To do
Every line from the line containing "white wall, put" through the final line below is to be repeated exactly; no other line is.

Data for processing
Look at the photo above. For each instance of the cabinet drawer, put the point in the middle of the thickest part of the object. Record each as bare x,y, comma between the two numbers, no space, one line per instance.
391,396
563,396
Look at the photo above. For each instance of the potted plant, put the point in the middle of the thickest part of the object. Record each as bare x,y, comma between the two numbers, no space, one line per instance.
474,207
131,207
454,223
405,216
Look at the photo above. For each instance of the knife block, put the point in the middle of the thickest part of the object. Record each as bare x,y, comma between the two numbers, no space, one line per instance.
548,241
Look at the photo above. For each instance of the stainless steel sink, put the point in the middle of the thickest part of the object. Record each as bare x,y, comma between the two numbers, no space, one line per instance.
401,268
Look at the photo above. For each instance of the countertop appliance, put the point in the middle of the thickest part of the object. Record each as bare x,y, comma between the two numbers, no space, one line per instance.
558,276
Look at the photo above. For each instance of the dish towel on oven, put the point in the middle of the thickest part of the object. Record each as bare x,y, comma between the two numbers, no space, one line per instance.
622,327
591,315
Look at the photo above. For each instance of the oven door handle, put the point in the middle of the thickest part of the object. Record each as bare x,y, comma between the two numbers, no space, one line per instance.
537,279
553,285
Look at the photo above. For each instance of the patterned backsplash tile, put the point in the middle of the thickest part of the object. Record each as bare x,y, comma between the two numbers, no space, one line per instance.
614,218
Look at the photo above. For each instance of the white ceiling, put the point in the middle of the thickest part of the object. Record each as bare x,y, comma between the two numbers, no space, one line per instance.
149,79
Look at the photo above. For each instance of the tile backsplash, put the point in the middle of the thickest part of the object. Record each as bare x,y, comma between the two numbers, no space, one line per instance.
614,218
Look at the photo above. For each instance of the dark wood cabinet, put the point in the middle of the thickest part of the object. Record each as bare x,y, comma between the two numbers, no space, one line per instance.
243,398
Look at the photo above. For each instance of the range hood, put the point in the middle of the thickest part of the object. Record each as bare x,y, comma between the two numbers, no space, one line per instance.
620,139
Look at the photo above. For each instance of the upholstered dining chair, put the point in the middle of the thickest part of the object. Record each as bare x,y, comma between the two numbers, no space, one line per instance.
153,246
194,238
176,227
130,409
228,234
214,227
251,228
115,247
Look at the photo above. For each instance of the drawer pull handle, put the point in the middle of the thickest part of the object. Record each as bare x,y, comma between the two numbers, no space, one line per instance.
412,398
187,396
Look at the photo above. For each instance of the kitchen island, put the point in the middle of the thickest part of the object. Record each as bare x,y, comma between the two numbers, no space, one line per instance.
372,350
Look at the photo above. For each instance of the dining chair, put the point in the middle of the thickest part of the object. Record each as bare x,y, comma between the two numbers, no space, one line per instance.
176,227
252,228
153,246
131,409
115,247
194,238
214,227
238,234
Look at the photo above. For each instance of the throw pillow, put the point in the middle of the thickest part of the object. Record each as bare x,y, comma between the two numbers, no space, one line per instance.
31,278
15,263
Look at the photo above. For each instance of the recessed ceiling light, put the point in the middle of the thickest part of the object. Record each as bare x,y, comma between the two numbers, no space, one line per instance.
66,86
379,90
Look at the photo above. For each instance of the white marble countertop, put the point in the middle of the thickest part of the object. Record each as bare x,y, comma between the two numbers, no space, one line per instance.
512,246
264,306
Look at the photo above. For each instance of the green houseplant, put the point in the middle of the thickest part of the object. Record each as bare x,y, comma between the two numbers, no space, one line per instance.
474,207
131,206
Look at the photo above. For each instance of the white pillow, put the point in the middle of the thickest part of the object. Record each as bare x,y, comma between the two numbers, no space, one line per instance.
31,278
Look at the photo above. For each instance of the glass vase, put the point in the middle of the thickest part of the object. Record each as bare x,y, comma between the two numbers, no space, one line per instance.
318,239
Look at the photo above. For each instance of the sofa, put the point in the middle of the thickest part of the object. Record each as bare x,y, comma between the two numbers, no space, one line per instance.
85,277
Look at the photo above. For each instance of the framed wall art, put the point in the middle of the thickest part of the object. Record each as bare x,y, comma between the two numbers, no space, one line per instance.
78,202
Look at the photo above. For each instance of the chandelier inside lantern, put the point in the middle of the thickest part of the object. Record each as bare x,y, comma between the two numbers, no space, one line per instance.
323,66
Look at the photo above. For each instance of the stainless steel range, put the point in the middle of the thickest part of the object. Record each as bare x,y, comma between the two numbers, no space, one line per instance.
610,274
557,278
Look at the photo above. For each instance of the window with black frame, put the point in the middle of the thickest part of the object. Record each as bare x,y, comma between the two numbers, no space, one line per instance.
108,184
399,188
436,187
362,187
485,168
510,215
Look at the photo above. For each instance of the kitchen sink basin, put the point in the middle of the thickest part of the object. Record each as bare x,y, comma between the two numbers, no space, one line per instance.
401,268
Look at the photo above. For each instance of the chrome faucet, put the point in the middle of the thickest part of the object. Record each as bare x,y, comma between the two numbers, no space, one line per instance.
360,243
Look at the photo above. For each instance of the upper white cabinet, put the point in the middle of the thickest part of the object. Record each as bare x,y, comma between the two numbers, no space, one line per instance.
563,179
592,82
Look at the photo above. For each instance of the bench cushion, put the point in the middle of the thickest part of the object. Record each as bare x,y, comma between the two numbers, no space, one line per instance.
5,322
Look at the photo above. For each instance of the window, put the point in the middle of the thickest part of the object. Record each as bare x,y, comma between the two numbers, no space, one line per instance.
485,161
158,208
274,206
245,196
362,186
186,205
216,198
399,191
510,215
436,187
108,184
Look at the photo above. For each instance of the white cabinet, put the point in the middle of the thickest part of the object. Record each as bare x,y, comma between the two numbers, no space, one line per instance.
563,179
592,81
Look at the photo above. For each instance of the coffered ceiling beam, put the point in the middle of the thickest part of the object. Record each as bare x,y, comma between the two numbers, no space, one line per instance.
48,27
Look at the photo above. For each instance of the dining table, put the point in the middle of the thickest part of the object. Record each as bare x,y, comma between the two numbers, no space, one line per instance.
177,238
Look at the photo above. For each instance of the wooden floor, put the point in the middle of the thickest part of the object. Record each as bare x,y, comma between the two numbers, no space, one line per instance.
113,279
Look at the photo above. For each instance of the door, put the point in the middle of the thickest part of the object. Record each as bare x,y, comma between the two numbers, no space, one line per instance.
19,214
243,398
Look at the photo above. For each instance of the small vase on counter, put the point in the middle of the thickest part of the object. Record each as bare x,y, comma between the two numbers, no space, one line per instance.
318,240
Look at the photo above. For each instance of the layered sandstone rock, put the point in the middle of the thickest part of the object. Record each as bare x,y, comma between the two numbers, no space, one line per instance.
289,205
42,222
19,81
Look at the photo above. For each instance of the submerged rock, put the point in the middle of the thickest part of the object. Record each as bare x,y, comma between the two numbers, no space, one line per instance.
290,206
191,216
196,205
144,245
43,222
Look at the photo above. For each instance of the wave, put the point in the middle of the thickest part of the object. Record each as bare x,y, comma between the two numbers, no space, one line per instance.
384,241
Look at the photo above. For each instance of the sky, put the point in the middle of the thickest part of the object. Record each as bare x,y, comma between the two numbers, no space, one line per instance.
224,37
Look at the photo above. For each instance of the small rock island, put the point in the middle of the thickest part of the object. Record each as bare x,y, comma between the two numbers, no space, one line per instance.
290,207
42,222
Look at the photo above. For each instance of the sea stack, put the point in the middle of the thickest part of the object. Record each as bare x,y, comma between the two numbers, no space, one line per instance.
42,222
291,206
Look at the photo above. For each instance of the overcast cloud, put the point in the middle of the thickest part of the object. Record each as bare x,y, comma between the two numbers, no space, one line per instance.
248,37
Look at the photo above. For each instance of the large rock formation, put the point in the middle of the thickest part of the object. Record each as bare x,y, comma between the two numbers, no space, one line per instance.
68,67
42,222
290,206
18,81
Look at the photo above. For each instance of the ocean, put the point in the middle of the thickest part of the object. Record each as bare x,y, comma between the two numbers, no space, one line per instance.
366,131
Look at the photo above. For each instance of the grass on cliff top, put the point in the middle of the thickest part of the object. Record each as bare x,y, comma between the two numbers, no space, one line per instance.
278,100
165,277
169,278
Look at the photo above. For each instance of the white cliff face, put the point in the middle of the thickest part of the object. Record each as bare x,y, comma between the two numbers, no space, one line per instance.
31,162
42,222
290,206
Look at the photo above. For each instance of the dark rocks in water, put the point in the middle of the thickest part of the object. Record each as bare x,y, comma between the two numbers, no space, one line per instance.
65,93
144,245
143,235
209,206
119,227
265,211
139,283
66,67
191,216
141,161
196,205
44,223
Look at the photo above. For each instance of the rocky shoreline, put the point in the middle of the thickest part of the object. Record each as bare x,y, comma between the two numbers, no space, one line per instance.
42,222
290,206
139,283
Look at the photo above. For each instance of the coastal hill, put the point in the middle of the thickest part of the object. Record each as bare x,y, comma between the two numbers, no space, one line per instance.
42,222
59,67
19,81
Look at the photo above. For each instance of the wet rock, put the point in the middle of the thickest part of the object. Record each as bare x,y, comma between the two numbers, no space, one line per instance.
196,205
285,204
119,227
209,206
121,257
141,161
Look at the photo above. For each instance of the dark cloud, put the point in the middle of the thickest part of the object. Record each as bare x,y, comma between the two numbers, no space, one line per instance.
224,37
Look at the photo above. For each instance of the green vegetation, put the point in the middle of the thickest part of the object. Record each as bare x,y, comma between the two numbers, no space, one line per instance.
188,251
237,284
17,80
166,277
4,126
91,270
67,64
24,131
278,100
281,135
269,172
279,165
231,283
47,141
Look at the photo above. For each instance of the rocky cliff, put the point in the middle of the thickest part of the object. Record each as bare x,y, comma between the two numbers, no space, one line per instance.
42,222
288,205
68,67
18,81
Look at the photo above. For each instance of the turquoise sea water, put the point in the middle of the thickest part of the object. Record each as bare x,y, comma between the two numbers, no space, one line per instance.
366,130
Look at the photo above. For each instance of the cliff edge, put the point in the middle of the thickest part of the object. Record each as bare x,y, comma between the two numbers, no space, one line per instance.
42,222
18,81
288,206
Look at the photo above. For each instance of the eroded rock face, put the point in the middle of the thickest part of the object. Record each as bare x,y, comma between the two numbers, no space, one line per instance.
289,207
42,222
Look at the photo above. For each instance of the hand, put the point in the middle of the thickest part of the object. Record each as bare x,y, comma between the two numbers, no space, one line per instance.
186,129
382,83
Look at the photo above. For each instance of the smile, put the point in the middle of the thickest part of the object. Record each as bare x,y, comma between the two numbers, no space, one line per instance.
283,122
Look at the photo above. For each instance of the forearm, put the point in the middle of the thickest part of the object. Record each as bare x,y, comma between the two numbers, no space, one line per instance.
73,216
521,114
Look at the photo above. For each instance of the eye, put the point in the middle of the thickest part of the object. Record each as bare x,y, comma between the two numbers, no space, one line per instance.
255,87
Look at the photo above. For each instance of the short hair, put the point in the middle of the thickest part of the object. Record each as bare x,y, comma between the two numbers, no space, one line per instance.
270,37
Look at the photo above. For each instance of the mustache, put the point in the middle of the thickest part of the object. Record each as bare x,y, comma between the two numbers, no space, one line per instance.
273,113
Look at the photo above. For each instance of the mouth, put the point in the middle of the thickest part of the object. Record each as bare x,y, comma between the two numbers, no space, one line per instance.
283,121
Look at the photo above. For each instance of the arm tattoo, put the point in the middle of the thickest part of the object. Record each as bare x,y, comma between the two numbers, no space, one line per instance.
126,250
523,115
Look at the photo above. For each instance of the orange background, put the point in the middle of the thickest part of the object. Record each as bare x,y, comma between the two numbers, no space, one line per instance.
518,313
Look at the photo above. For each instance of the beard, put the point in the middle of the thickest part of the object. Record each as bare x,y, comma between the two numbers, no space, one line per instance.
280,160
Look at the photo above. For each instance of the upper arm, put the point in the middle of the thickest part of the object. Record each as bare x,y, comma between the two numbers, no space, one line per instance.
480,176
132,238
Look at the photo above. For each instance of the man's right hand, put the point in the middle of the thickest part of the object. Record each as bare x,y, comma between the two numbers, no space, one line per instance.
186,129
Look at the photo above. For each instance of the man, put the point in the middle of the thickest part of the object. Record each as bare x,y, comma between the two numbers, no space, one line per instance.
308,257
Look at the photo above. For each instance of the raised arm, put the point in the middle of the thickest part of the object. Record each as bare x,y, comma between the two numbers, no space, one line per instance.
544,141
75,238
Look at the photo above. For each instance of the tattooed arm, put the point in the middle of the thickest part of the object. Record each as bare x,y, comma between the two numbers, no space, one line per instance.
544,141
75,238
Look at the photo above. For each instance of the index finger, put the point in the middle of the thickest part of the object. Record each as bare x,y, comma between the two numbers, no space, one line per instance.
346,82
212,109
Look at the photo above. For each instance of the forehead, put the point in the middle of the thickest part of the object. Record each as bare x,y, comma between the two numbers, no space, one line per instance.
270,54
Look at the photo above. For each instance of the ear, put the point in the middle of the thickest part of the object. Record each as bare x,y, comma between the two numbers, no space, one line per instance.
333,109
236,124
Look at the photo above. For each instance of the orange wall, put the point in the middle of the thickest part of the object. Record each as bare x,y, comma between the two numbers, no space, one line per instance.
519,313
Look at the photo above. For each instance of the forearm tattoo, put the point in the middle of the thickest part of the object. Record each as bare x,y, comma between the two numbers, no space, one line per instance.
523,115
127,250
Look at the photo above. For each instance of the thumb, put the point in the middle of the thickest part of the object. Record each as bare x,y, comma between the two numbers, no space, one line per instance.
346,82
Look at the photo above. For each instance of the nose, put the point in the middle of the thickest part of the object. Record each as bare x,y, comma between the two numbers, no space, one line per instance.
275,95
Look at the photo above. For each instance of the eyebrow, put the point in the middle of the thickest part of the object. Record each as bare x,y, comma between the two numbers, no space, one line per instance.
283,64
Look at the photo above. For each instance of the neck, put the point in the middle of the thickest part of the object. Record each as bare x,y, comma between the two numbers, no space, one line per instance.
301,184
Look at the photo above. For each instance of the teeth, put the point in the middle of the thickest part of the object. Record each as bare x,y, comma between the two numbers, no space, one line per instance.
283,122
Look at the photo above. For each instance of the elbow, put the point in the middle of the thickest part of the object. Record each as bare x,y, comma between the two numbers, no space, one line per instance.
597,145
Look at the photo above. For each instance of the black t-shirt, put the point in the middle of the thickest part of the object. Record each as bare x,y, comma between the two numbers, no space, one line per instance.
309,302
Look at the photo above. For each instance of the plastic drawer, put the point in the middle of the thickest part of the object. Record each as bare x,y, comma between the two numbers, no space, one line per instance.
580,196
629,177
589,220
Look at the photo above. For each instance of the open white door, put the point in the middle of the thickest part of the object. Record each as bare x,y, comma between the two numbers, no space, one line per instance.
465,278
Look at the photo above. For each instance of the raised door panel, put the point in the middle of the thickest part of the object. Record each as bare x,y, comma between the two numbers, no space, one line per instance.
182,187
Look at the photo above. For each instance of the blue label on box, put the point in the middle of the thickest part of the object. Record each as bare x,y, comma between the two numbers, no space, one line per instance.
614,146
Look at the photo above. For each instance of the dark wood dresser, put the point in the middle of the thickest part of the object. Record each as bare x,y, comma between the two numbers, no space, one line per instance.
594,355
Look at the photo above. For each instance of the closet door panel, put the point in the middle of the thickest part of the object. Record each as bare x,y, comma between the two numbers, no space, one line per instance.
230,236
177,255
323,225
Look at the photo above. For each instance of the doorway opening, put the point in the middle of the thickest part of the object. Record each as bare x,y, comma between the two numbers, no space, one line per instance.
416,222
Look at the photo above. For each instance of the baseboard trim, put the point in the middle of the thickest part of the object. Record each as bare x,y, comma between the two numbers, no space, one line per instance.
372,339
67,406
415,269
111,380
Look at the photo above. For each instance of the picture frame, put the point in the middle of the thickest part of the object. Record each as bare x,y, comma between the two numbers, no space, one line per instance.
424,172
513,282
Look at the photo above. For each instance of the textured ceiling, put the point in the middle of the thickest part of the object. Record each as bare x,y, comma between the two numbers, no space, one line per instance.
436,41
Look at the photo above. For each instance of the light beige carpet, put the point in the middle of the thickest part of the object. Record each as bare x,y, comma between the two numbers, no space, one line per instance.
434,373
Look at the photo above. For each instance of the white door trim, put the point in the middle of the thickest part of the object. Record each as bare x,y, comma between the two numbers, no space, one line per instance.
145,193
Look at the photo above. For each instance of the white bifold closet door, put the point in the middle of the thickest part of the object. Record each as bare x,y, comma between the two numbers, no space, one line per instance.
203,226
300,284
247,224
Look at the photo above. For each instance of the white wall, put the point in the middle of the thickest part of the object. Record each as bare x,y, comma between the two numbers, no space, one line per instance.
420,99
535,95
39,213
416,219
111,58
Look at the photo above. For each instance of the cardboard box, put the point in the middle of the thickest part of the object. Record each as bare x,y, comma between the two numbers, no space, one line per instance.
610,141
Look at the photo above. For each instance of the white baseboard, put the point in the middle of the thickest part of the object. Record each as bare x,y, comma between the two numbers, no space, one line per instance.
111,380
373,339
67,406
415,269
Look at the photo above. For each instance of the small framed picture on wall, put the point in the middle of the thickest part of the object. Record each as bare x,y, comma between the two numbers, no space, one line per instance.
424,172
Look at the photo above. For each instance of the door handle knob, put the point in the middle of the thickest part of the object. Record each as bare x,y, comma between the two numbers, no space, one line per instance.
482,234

The answer
Look at the photo above. For each instance of the white wall, put the point in the middle of the thickest part of the object. Record each as bare x,y, comma between the two numbers, no space, one line per instance.
420,99
535,95
39,213
416,219
111,58
Look at the photo above. For each instance of the cardboard box, put the point in the middle of the thickest part of the object. Record each as bare x,y, comma between the two numbers, no space, one line per instance.
610,141
Look at the photo above. For each instance of the white baseboard, put the point in the middle of the thickest part of the object. Record each as bare x,y, comma between the two numbers, no space, one line per instance.
111,380
373,339
67,406
415,269
Look at the photo above. For each instance of the small framed picture on wall, put the point in the middle of the thickest part of the object. Record each as bare x,y, comma between the two numbers, no space, one line per instance.
424,172
Look at the photo above. For each instance of the door handle knob, put the point in the middle of the thickest part of the object. Record each as bare x,y, comma between the two numbers, no space, one line per instance.
482,234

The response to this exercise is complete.